#### Requirements:
Convert the listing, from the line with "Locate every instance of the flat" through the end of the listing, into a two-column CSV with the headers instruction and response. Give one row per item: its text and its answer each go in a single quoted field, with line breaks replaced by spaces.

#### Exercise materials:
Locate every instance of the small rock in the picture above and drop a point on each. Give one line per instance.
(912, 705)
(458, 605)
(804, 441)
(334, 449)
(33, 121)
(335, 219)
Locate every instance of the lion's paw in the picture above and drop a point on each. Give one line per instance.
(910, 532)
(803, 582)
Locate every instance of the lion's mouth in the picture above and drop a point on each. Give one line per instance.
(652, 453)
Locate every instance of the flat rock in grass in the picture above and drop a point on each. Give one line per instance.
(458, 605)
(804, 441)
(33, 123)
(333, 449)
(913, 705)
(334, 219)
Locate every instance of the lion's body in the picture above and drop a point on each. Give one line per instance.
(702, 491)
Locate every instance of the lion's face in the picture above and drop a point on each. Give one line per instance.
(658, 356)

#### Solved problem:
instruction,response
"Locate every instance of the flat rock in grass in the picture above and drop a point on each. Give one line per instance.","(458, 605) (804, 441) (33, 123) (333, 449) (913, 705) (334, 219)"
"Locate every instance of the lion's body in the picture above and drop a point on each. Give one line per instance.","(702, 491)"
"Locate every instance of the lion's face in the picture above and drop a point on each. Give one line per instance.","(658, 356)"